▶ [Do this]:
Rescale the lines of the data starting at the line that contains "sample: [422, 116]." and ending at the end of the data, both ends included. Reproduce those lines in full, with every point coordinate in the answers multiplied by 1.35 and rounded to the nearest whole number, halves rounded up.

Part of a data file
**********
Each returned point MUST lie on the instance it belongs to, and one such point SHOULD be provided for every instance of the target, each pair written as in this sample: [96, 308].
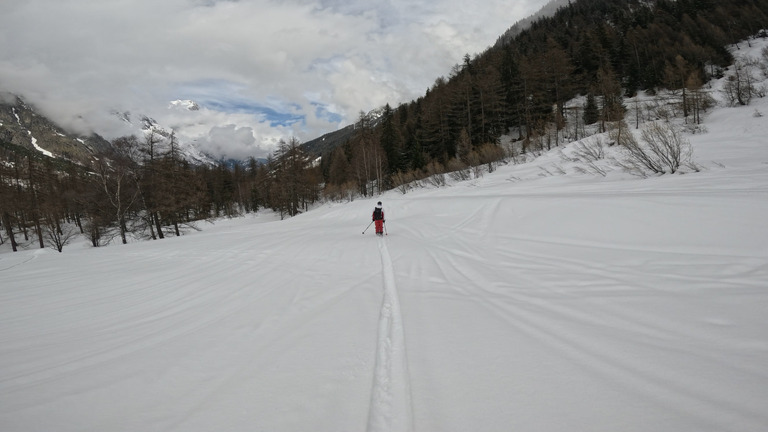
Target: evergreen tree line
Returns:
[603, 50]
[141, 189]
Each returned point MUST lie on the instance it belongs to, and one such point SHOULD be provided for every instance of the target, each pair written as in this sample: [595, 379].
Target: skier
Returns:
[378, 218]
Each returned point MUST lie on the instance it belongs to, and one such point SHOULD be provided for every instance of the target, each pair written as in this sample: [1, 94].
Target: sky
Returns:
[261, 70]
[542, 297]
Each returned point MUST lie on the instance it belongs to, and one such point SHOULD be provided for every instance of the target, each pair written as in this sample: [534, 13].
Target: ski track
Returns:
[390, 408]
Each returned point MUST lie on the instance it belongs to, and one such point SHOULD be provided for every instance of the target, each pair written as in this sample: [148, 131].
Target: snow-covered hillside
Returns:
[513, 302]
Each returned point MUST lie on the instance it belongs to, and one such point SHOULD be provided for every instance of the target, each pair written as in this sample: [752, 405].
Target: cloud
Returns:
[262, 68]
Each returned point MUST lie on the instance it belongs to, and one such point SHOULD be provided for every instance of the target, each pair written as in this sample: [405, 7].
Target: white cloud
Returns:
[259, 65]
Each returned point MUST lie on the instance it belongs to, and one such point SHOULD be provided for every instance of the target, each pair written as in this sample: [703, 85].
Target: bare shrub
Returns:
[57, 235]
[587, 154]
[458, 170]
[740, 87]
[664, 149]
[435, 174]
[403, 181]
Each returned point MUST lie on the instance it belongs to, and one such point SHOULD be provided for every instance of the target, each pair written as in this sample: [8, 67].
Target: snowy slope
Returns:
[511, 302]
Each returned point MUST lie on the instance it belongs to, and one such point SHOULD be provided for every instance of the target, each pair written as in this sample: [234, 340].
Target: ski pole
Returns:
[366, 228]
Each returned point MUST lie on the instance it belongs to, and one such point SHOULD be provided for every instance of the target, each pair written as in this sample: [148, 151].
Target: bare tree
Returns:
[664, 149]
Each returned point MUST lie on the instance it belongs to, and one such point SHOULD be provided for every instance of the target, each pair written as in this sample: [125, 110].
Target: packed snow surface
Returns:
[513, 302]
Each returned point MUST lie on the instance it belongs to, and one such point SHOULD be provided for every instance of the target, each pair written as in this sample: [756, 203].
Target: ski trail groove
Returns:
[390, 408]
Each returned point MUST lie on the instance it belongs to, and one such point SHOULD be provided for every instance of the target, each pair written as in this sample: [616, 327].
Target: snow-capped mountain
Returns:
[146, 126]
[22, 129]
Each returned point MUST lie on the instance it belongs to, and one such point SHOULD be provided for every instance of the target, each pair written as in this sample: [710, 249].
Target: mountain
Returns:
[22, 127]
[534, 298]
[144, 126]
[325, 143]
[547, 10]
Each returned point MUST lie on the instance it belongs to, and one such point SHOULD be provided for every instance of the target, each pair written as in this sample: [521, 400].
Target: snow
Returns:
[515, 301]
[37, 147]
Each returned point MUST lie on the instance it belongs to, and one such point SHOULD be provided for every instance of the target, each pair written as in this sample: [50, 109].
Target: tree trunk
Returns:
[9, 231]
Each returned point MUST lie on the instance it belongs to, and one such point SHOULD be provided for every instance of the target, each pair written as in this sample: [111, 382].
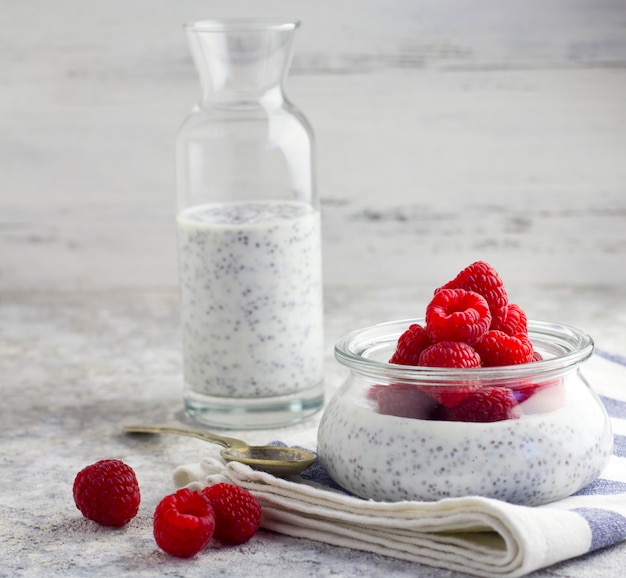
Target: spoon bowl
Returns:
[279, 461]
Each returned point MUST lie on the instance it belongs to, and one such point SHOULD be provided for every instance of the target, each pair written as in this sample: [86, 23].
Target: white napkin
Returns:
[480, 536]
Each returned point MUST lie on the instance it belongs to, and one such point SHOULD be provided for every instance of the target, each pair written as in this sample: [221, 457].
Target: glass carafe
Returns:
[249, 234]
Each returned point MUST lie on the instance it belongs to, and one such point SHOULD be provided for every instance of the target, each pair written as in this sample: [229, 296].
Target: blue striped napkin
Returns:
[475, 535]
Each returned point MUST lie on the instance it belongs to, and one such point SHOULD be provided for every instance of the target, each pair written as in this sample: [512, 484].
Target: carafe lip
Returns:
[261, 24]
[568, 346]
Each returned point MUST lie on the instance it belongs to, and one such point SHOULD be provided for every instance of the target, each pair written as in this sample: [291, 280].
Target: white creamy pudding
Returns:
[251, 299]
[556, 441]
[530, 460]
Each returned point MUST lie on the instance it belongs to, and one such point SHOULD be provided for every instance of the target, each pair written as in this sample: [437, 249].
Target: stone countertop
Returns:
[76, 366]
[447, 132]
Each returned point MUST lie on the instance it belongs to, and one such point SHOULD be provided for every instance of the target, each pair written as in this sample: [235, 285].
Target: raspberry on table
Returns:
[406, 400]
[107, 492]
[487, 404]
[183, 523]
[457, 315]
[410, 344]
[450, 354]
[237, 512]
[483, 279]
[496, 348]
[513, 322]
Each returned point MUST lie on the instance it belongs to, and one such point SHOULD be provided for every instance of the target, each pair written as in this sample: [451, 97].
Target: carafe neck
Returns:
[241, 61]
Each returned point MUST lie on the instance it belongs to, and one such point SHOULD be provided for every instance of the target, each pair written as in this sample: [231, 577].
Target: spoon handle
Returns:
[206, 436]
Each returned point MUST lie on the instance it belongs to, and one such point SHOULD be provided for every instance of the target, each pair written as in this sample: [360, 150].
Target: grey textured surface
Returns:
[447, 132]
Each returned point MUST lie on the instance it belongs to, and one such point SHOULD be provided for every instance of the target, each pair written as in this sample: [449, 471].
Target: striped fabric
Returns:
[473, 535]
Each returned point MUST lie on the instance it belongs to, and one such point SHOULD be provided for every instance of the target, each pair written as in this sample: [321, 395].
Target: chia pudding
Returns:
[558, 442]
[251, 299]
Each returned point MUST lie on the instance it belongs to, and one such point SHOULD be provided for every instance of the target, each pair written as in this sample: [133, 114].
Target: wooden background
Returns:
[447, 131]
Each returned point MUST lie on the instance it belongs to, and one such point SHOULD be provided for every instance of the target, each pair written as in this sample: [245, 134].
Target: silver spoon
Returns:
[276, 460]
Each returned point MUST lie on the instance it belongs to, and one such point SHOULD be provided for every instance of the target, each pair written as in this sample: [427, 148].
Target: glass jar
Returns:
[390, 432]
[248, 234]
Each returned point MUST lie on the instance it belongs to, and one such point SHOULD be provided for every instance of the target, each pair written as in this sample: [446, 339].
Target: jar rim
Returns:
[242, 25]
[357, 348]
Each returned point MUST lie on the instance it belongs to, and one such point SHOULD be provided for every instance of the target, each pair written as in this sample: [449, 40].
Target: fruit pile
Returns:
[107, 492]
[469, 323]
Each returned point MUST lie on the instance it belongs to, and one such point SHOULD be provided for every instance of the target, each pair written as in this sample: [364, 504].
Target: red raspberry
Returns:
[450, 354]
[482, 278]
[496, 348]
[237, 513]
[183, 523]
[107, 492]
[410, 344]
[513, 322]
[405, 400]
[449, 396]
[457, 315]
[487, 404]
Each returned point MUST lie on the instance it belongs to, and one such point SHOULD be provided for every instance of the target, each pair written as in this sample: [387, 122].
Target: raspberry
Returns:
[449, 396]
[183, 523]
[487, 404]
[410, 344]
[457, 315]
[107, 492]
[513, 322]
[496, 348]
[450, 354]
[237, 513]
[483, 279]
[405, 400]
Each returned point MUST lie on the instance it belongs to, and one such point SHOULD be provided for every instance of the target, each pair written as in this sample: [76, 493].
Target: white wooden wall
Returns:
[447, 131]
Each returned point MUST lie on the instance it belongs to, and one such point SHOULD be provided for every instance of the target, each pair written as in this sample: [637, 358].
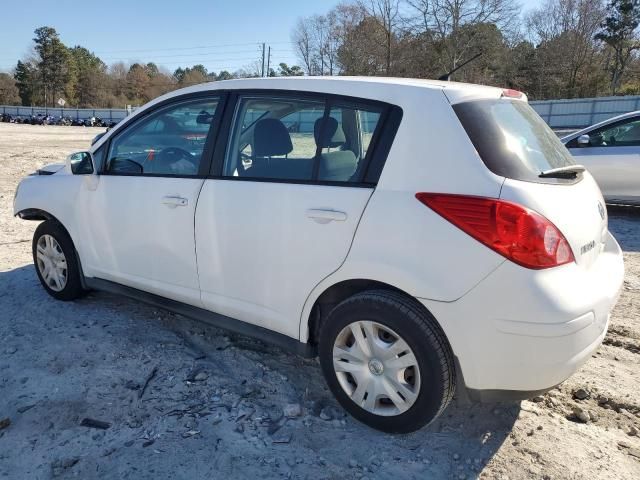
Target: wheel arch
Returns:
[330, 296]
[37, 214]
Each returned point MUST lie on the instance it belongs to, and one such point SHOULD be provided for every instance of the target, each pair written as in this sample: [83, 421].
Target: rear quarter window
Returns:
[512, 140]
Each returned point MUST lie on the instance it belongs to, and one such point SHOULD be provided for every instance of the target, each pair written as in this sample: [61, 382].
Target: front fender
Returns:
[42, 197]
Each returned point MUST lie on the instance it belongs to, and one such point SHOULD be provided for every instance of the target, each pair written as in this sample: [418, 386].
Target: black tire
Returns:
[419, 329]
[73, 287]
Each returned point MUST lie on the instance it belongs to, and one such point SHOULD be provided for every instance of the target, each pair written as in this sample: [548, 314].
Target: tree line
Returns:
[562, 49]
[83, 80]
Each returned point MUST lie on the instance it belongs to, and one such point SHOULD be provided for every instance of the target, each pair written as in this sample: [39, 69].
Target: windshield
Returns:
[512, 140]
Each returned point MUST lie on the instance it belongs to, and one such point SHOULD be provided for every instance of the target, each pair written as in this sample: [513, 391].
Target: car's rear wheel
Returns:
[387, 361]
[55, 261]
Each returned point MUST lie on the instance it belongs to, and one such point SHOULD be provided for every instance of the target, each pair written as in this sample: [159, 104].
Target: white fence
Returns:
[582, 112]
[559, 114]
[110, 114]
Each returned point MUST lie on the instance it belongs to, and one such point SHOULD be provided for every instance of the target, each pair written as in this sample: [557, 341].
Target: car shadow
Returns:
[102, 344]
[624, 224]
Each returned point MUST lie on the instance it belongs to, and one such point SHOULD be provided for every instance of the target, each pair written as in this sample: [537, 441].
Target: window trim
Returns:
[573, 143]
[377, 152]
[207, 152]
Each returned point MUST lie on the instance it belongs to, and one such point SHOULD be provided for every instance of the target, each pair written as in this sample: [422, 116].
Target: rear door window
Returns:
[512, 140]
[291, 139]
**********
▶ [Task result]:
Each returned point MUST lie on the instance it belongs to, and one such point SHOULD be provided for every instance of the target, each pair written as in this sample: [422, 116].
Target: rear door window
Returns:
[691, 189]
[393, 188]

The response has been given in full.